◆ What is expected ◆
Copy out all of the material below, swapping each "rough mask" for "coarse mask". Leave everything else unchanged.
Segment Open
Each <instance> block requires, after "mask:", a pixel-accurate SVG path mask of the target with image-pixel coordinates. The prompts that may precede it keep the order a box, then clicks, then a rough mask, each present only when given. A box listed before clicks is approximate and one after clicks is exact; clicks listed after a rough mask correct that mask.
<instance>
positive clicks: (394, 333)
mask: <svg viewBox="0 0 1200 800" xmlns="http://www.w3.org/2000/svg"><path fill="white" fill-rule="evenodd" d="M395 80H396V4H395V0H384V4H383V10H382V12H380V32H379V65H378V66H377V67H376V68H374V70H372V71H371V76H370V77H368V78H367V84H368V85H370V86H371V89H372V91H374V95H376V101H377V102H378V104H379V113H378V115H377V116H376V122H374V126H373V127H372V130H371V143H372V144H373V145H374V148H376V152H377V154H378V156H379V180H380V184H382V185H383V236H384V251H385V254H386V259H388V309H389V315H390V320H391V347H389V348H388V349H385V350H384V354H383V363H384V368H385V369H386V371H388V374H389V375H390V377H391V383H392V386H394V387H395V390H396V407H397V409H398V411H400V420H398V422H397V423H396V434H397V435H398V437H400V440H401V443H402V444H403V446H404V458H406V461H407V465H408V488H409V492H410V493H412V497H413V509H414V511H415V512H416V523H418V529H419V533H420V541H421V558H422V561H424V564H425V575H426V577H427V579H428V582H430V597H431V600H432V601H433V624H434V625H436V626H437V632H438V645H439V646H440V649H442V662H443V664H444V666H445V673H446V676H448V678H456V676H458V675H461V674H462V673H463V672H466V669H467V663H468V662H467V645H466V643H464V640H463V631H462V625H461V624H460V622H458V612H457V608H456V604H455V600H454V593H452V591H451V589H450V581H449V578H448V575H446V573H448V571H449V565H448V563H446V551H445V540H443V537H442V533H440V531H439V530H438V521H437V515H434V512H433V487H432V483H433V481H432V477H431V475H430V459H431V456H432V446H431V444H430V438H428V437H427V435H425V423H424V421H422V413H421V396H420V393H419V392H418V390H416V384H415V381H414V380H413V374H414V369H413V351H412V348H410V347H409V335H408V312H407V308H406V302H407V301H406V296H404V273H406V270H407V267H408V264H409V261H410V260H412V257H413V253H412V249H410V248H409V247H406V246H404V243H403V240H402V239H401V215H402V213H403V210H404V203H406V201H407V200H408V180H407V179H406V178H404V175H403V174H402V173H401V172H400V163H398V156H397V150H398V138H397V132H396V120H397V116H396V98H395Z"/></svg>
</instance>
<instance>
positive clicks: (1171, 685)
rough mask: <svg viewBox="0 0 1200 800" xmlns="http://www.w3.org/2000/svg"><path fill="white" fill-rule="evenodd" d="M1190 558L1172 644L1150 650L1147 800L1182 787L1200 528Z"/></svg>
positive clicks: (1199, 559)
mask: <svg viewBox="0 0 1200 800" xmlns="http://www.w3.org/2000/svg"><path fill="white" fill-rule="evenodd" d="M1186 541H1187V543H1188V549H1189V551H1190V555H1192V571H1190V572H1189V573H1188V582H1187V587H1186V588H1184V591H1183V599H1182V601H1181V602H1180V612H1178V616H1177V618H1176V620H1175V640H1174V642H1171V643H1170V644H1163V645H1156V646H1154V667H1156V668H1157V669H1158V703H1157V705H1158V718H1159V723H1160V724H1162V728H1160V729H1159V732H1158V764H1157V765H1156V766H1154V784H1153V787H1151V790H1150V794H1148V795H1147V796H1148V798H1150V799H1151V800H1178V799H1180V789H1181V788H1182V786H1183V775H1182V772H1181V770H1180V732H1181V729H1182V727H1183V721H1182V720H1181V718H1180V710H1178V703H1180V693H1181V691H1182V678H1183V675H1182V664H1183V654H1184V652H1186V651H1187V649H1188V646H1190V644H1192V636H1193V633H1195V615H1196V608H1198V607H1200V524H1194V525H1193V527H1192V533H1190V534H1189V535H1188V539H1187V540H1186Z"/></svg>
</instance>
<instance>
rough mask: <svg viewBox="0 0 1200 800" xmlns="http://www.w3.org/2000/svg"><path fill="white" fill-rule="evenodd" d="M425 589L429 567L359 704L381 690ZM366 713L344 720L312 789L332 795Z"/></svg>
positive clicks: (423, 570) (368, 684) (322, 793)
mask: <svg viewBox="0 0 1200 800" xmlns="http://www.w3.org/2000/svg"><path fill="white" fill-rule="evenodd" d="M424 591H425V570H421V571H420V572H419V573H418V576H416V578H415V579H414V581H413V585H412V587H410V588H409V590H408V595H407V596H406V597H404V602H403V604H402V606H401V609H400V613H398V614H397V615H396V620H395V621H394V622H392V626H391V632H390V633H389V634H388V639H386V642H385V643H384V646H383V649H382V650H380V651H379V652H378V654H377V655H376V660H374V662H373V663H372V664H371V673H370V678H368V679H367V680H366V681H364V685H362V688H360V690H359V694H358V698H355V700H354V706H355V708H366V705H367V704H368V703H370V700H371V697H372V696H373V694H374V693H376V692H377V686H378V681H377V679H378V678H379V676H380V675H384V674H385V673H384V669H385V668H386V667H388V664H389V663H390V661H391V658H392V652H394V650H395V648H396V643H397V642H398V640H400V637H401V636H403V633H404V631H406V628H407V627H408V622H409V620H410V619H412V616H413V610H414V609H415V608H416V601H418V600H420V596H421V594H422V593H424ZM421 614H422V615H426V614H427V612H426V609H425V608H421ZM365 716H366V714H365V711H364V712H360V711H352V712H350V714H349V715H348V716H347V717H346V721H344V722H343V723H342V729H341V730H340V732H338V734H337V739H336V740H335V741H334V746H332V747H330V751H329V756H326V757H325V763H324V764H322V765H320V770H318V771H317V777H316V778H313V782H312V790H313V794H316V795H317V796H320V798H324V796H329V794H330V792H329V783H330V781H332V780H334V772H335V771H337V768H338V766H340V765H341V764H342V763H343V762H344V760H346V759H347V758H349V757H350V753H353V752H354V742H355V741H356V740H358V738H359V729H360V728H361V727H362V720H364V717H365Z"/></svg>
Segment Closed
◆ Written response ◆
Each <instance> block requires, after "mask:", a pixel-accurate SVG path mask of the target with image-pixel coordinates. The prompts that may precede it keep the order a box, then clicks, then a coarse mask, each present only when given. A box listed before clicks is approximate and one after clicks is exact; clicks listed after a coarse mask correct that mask.
<instance>
positive clicks: (394, 333)
mask: <svg viewBox="0 0 1200 800" xmlns="http://www.w3.org/2000/svg"><path fill="white" fill-rule="evenodd" d="M395 80H396V4H395V0H384V4H383V10H382V12H380V32H379V65H378V66H377V67H376V68H374V70H372V71H371V76H370V77H368V78H367V84H368V85H370V86H371V89H372V91H374V95H376V101H377V102H378V104H379V113H378V115H377V116H376V122H374V126H373V127H372V130H371V143H372V144H373V145H374V148H376V152H377V154H378V156H379V180H380V184H382V185H383V236H384V251H385V254H386V259H388V309H389V315H390V320H391V347H389V348H388V349H385V350H384V354H383V363H384V368H385V369H386V371H388V374H389V375H390V377H391V383H392V386H394V387H395V390H396V407H397V409H398V411H400V420H398V422H397V423H396V434H397V435H398V437H400V440H401V443H402V444H403V446H404V458H406V461H407V465H408V488H409V492H410V493H412V497H413V509H414V511H415V512H416V523H418V529H419V533H420V541H421V558H422V561H424V564H425V575H426V577H427V579H428V582H430V597H431V600H432V601H433V624H434V625H436V626H437V632H438V645H439V646H440V649H442V662H443V664H444V666H445V673H446V676H448V678H456V676H458V675H461V674H462V673H463V672H466V669H467V663H468V662H467V645H466V643H464V640H463V631H462V625H461V624H460V622H458V612H457V608H456V604H455V600H454V593H452V591H451V589H450V581H449V578H448V575H446V573H448V571H449V565H448V563H446V551H445V540H443V537H442V533H440V531H439V530H438V521H437V515H434V512H433V487H432V483H433V481H432V477H431V475H430V459H431V456H432V446H431V444H430V438H428V437H427V435H425V423H424V421H422V413H421V396H420V393H419V392H418V390H416V384H415V381H414V380H413V374H414V369H413V351H412V348H410V347H409V335H408V312H407V308H406V302H407V301H406V296H404V273H406V270H407V267H408V264H409V261H410V260H412V257H413V253H412V249H410V248H409V247H406V246H404V243H403V240H402V239H401V215H402V213H403V210H404V203H406V201H407V200H408V180H407V179H406V178H404V175H403V174H402V173H401V172H400V163H398V156H397V150H398V138H397V132H396V120H397V116H396V98H395Z"/></svg>
</instance>
<instance>
positive clicks: (1171, 685)
coarse mask: <svg viewBox="0 0 1200 800" xmlns="http://www.w3.org/2000/svg"><path fill="white" fill-rule="evenodd" d="M1190 558L1172 644L1150 650L1147 800L1182 787L1200 528Z"/></svg>
positive clicks: (1199, 559)
mask: <svg viewBox="0 0 1200 800" xmlns="http://www.w3.org/2000/svg"><path fill="white" fill-rule="evenodd" d="M1186 541H1187V543H1188V549H1189V551H1190V555H1192V571H1190V572H1189V573H1188V582H1187V587H1186V588H1184V591H1183V599H1182V601H1181V602H1180V612H1178V616H1177V618H1176V620H1175V640H1174V642H1171V643H1170V644H1163V645H1156V646H1154V667H1156V668H1157V669H1158V703H1157V705H1158V718H1159V723H1160V724H1162V728H1160V729H1159V732H1158V764H1157V765H1156V766H1154V784H1153V787H1151V790H1150V794H1148V795H1147V796H1148V798H1150V799H1151V800H1178V799H1180V789H1181V788H1182V786H1183V775H1182V772H1181V770H1180V732H1181V729H1182V727H1183V721H1182V720H1181V718H1180V710H1178V703H1180V693H1181V691H1182V678H1183V675H1182V664H1183V654H1184V652H1186V651H1187V649H1188V646H1190V644H1192V636H1193V633H1195V615H1196V608H1198V607H1200V524H1194V525H1193V527H1192V533H1190V534H1189V535H1188V539H1187V540H1186Z"/></svg>
</instance>
<instance>
coarse mask: <svg viewBox="0 0 1200 800" xmlns="http://www.w3.org/2000/svg"><path fill="white" fill-rule="evenodd" d="M425 589L429 567L359 704L381 690ZM366 713L344 720L312 789L332 795Z"/></svg>
positive clicks: (423, 570) (368, 684) (322, 793)
mask: <svg viewBox="0 0 1200 800" xmlns="http://www.w3.org/2000/svg"><path fill="white" fill-rule="evenodd" d="M424 591H425V570H421V571H420V572H419V573H418V576H416V578H415V579H414V581H413V585H412V587H410V588H409V590H408V595H407V596H406V597H404V602H403V604H402V606H401V609H400V613H398V614H397V615H396V620H395V621H394V622H392V626H391V632H390V633H389V634H388V639H386V642H385V643H384V646H383V649H382V650H380V651H379V652H378V654H377V655H376V660H374V662H373V663H372V664H371V673H370V678H368V679H367V680H366V681H364V685H362V688H360V690H359V694H358V698H355V700H354V706H355V708H366V705H367V704H368V703H370V700H371V697H372V696H373V694H374V693H376V692H377V686H378V681H377V679H378V678H379V676H380V675H384V674H385V673H384V669H385V668H386V667H388V664H389V663H390V661H391V658H392V652H394V650H395V648H396V643H397V642H398V640H400V637H401V636H403V633H404V631H406V628H407V627H408V622H409V620H410V619H412V616H413V610H414V609H415V608H416V601H418V600H420V596H421V594H422V593H424ZM421 614H422V615H426V614H427V612H426V609H425V608H421ZM365 716H366V714H365V711H364V712H360V711H352V712H350V714H349V715H348V716H347V717H346V721H344V722H343V723H342V729H341V730H340V732H338V734H337V739H336V740H335V741H334V746H332V747H330V751H329V756H326V757H325V763H324V764H322V765H320V770H318V771H317V777H316V778H313V782H312V790H313V794H316V795H317V796H320V798H324V796H329V794H330V792H329V783H330V781H332V780H334V772H335V771H337V768H338V766H340V765H341V764H342V763H343V762H344V760H346V759H347V758H349V757H350V753H353V752H354V742H355V741H356V740H358V738H359V729H360V728H361V727H362V720H364V717H365Z"/></svg>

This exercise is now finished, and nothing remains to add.